● **Rows from a pointing dataset**
+--
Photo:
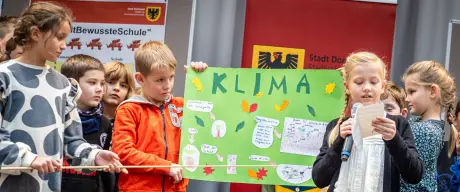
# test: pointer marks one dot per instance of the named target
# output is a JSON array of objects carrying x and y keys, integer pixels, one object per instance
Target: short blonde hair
[
  {"x": 359, "y": 58},
  {"x": 154, "y": 55},
  {"x": 115, "y": 71}
]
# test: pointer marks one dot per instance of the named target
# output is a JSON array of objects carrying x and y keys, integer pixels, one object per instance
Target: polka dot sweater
[{"x": 39, "y": 118}]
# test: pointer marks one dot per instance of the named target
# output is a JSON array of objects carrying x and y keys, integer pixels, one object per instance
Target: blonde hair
[
  {"x": 432, "y": 72},
  {"x": 154, "y": 55},
  {"x": 138, "y": 90},
  {"x": 359, "y": 58},
  {"x": 115, "y": 70},
  {"x": 398, "y": 94}
]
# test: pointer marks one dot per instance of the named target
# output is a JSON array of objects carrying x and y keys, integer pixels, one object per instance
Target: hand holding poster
[{"x": 257, "y": 126}]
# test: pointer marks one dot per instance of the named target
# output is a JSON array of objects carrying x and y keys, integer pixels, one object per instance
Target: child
[
  {"x": 40, "y": 122},
  {"x": 120, "y": 86},
  {"x": 450, "y": 180},
  {"x": 431, "y": 96},
  {"x": 147, "y": 127},
  {"x": 89, "y": 73},
  {"x": 12, "y": 50},
  {"x": 394, "y": 99},
  {"x": 386, "y": 157},
  {"x": 6, "y": 31}
]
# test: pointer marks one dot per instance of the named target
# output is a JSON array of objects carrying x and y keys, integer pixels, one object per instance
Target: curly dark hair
[{"x": 46, "y": 16}]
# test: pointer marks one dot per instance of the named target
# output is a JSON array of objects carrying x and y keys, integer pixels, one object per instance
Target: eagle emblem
[
  {"x": 265, "y": 61},
  {"x": 270, "y": 57},
  {"x": 152, "y": 13}
]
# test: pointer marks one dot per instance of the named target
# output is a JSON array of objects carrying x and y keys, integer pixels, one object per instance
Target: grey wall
[
  {"x": 218, "y": 34},
  {"x": 14, "y": 7},
  {"x": 421, "y": 33},
  {"x": 454, "y": 55},
  {"x": 177, "y": 37}
]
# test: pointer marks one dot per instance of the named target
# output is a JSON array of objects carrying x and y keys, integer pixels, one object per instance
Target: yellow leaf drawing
[
  {"x": 329, "y": 88},
  {"x": 197, "y": 83},
  {"x": 284, "y": 104},
  {"x": 245, "y": 106},
  {"x": 277, "y": 107},
  {"x": 252, "y": 174}
]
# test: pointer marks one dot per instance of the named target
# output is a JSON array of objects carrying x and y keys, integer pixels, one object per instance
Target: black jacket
[
  {"x": 97, "y": 181},
  {"x": 401, "y": 159}
]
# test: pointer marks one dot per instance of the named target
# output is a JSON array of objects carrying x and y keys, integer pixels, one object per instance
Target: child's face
[
  {"x": 92, "y": 84},
  {"x": 419, "y": 98},
  {"x": 157, "y": 86},
  {"x": 365, "y": 84},
  {"x": 16, "y": 52},
  {"x": 117, "y": 90},
  {"x": 52, "y": 44},
  {"x": 391, "y": 107},
  {"x": 456, "y": 120}
]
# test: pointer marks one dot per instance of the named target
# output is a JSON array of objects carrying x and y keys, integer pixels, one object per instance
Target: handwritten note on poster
[{"x": 301, "y": 136}]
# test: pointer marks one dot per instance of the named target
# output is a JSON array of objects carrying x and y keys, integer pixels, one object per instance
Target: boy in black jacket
[{"x": 89, "y": 72}]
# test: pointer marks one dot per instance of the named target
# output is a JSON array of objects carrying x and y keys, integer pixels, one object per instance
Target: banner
[
  {"x": 257, "y": 126},
  {"x": 317, "y": 34},
  {"x": 113, "y": 29}
]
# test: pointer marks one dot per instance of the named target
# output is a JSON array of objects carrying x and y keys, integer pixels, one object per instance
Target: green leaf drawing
[
  {"x": 239, "y": 126},
  {"x": 311, "y": 110},
  {"x": 199, "y": 121}
]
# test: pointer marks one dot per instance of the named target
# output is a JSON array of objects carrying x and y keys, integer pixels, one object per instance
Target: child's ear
[
  {"x": 139, "y": 78},
  {"x": 345, "y": 84},
  {"x": 384, "y": 83},
  {"x": 404, "y": 112},
  {"x": 34, "y": 33},
  {"x": 434, "y": 91}
]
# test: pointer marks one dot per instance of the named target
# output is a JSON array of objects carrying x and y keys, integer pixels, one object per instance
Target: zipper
[{"x": 166, "y": 144}]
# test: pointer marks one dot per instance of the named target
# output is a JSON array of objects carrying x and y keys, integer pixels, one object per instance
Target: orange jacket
[{"x": 145, "y": 134}]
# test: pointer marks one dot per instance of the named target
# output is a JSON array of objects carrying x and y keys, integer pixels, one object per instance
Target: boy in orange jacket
[{"x": 147, "y": 127}]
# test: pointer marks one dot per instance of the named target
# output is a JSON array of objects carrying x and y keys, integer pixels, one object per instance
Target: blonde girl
[
  {"x": 431, "y": 98},
  {"x": 378, "y": 162}
]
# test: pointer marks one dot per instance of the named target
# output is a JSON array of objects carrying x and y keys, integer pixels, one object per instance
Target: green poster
[{"x": 256, "y": 125}]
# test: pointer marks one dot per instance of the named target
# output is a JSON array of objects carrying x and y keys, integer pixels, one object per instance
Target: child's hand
[
  {"x": 111, "y": 159},
  {"x": 45, "y": 165},
  {"x": 345, "y": 128},
  {"x": 197, "y": 66},
  {"x": 176, "y": 173},
  {"x": 384, "y": 126}
]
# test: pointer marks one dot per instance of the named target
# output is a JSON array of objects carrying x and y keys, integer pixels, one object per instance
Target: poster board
[{"x": 260, "y": 121}]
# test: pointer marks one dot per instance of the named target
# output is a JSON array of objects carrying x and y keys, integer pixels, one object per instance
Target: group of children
[
  {"x": 79, "y": 116},
  {"x": 408, "y": 155},
  {"x": 52, "y": 119}
]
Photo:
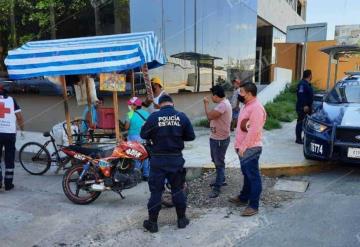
+--
● **Given task**
Gather every line of the data above that contains the word "drawing".

● **Response for this exercise**
Target: yellow leaf drawing
Target: green leaf drawing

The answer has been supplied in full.